- [Dataset items about where objects are located]
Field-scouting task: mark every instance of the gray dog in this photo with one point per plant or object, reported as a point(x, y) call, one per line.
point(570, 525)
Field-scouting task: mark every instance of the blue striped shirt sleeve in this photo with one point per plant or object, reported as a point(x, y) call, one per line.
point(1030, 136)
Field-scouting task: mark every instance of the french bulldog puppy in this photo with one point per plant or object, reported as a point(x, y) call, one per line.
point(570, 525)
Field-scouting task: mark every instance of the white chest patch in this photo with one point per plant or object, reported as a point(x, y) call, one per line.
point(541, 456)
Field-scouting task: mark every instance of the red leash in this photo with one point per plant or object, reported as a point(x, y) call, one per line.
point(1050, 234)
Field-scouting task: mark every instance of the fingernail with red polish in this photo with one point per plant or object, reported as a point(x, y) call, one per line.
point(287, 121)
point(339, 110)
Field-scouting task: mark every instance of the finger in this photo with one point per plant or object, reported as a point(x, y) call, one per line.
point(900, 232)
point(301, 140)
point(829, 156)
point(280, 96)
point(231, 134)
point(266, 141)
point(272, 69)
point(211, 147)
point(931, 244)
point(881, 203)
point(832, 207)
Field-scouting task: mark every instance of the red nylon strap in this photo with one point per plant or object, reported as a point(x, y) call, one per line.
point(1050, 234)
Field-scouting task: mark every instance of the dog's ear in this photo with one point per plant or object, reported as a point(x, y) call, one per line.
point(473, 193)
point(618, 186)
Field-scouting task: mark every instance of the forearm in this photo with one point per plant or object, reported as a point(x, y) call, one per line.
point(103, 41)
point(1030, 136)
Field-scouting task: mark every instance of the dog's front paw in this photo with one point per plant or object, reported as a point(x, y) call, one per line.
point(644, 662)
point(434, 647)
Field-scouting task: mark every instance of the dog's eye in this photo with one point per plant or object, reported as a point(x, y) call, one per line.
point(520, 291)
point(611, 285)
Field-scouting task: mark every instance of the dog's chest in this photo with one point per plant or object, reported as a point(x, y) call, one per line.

- [DIRECTIONS] Rewrite all the items above, putting "Annotation task" in place of every "Field-scouting task" and leaving everything else unchanged.

- [RESPONSE TO THIS TASK]
Annotation task: mark every instance of the gray dog in this photo with one point per plant or object, reported as a point(x, y) call, one per line.
point(570, 525)
Annotation task: mark every instance of the blue striped shirt sleeve in this photo with one point per plant or object, reported as a point(x, y) call, one per line.
point(1030, 136)
Annotation task: mark every instance of the french bulldog puppy in this photo with one point per plant or object, reported as a point(x, y) call, one per line.
point(570, 525)
Annotation task: mark every instance of the white chest patch in this photo with one point per plant or object, reported as a point(x, y) call, one per line.
point(541, 456)
Annotation task: mark every instance of the red leash in this photo with one point per plant or object, reported as a point(x, y) call, one per line.
point(1050, 234)
Annotation task: mark every instance of the fingernail with red polish in this photo with one point per plant or object, reported as a point(x, y) call, one per line.
point(287, 121)
point(339, 110)
Annotation task: mark every instance of the finger in this photo with one point per plant or object, reported as a point(x, y) call, one per line.
point(900, 232)
point(301, 140)
point(829, 156)
point(280, 96)
point(231, 134)
point(266, 141)
point(272, 69)
point(211, 147)
point(931, 244)
point(881, 203)
point(832, 207)
Annotation task: mark every instance of the red nylon strap in this photo with one point per plant or object, reported as a point(x, y) call, one per line.
point(1050, 234)
Annotation task: mark every instance of the dog's ear in this photo with one point per plant or object, reported as a point(x, y) call, one per line.
point(473, 193)
point(618, 186)
Annotation task: mark every instance of the forearm in this photo with one point per plant or object, reported as a point(x, y) call, one per line.
point(103, 41)
point(1030, 136)
Annotation task: mark every instance of the dog's front paw in this photo with one point per plant or object, reported as a point(x, y) call, one per line.
point(644, 662)
point(434, 647)
Annotation task: mark every instance of the dog's eye in this photo with one point per plant or object, reported as a point(x, y) call, one per line.
point(520, 291)
point(611, 285)
Annotation task: mark every instance of the dog's chest in this photo with one point per plant or object, reported as a point(x, y) call, one per line.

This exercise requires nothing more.